Swap "Isolate" for "Locate" in the items starting at the line that contains "Isolate any visible man in black t-shirt." and ending at the line that contains "0 519 625 703", leaving all else unchanged.

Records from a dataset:

◇ ◇ ◇ ◇

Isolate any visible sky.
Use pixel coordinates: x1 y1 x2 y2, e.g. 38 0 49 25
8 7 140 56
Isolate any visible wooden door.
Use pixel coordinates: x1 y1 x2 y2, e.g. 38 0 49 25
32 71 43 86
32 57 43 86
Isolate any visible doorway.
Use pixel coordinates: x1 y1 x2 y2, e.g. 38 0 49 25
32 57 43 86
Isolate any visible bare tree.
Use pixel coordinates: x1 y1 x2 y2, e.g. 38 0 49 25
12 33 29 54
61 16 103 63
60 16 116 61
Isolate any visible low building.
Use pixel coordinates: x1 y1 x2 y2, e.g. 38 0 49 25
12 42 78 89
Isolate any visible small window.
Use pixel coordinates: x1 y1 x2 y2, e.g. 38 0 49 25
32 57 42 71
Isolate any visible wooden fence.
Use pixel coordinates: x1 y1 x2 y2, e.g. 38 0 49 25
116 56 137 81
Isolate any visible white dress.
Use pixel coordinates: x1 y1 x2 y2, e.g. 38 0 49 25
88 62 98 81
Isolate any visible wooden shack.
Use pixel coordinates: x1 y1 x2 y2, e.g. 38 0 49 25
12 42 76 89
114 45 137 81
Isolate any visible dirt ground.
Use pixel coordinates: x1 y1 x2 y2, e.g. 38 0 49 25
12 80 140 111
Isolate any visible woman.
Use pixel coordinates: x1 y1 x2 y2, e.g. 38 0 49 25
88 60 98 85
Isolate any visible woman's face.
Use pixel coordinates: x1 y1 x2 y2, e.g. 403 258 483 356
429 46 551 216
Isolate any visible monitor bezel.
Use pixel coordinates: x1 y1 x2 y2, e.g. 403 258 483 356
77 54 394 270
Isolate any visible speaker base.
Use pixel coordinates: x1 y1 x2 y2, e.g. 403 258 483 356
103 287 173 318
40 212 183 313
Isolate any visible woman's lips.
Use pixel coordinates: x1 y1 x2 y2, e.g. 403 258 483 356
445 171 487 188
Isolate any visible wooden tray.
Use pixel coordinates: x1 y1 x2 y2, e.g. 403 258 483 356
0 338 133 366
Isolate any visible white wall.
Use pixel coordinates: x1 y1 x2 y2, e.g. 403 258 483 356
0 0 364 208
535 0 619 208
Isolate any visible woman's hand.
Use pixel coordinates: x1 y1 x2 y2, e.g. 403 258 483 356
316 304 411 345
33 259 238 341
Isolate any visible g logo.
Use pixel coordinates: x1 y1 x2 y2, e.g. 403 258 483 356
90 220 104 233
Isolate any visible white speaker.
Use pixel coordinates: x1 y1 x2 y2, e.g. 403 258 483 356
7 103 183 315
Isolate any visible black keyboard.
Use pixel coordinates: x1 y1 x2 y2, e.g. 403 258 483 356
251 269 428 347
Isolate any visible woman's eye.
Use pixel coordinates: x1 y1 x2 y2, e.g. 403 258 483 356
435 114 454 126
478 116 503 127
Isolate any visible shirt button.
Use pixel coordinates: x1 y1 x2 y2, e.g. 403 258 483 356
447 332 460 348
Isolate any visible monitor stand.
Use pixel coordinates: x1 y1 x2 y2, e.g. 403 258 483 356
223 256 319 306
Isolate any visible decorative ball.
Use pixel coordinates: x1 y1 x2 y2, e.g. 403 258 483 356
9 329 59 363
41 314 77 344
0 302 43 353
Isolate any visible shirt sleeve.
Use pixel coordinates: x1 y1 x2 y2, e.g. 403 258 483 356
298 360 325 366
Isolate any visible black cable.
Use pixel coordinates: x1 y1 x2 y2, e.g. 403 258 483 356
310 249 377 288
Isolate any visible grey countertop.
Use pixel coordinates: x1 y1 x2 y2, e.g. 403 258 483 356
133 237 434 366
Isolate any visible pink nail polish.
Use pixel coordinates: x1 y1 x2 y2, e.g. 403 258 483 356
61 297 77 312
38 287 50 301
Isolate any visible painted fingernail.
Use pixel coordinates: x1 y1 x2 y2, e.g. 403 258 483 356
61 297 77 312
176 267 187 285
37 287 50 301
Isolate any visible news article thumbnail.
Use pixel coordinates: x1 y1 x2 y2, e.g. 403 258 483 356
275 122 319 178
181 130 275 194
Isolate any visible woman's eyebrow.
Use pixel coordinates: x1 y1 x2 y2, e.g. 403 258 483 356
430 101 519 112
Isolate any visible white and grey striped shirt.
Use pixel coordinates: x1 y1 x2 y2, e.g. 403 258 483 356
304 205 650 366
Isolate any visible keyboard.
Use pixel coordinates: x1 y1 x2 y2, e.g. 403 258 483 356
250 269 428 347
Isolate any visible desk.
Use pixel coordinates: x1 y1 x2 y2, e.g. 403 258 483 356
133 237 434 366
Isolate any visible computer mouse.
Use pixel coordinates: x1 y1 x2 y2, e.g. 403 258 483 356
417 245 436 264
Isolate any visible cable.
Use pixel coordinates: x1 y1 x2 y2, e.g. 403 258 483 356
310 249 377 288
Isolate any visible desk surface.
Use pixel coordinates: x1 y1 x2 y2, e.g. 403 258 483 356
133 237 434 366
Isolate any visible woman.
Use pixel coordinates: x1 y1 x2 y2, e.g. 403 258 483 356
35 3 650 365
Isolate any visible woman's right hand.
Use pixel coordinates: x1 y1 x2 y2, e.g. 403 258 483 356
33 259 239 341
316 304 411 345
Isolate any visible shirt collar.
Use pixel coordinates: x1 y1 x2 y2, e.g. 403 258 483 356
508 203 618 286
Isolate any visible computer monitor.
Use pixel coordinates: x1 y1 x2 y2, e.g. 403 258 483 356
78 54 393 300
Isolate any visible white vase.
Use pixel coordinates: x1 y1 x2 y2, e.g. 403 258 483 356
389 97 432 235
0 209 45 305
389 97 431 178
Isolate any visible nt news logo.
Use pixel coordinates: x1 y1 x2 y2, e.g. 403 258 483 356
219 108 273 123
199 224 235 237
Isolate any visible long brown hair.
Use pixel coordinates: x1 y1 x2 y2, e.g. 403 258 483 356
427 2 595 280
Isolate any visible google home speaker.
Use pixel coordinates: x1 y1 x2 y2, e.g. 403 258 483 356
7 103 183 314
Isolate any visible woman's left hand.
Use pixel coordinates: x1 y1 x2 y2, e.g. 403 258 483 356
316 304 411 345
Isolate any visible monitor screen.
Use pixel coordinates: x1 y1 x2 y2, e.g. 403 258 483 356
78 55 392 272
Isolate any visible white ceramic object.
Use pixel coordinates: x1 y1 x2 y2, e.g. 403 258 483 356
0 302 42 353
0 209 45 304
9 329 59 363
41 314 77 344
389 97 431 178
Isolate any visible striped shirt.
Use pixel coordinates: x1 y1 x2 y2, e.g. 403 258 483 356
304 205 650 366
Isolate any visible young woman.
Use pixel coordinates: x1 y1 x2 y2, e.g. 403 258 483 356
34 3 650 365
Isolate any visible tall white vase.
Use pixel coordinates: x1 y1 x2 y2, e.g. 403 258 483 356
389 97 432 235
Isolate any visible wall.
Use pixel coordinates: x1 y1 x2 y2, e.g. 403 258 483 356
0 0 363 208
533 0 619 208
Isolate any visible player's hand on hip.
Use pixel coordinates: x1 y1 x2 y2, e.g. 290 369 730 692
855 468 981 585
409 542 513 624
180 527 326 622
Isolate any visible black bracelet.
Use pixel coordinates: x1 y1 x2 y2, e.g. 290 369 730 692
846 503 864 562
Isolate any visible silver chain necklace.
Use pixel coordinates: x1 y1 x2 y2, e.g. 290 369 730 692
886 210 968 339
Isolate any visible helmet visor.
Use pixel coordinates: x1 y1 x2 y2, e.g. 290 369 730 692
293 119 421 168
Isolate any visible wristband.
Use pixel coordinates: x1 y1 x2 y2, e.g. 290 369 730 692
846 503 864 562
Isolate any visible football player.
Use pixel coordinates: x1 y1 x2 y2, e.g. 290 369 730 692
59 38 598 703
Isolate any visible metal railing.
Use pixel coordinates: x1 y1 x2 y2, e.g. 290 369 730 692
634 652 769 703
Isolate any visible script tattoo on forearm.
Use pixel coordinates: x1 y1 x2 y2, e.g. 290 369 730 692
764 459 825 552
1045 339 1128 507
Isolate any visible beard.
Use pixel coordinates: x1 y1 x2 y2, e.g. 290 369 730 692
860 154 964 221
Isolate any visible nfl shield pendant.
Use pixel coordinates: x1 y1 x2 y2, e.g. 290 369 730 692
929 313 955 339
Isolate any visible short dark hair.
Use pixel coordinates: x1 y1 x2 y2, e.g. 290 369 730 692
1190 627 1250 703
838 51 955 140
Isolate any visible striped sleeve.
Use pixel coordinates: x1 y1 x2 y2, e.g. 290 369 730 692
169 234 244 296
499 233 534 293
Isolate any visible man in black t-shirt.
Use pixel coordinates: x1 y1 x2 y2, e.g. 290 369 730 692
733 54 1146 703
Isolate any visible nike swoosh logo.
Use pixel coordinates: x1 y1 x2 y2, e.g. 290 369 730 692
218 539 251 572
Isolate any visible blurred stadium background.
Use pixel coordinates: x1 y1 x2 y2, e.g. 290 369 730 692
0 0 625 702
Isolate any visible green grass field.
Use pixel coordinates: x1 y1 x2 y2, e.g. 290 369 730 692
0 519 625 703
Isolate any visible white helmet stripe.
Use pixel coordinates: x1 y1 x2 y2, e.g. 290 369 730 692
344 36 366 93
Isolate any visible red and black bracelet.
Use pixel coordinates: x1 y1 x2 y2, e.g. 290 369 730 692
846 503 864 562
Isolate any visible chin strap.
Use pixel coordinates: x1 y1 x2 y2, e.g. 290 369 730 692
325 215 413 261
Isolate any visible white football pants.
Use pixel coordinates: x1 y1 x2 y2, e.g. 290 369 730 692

◇ ◇ ◇ ◇

EXERCISE SOLUTION:
Locate any visible man in black t-shirt.
Use pixel coordinates: x1 y1 x2 y2, e.g. 290 369 730 692
733 54 1146 703
Locate any visible nike swoosh logo.
Use pixel coordinates: x1 y1 x2 y2, e.g. 290 369 730 692
218 539 251 572
Locate any visible blurred stadium background.
Use pixel coordinates: x1 y1 x2 y2, e.g. 290 369 730 692
0 0 625 702
Locate any visible green grass field.
Use pixel coordinates: x1 y1 x2 y2, e.g. 290 369 730 692
0 519 625 703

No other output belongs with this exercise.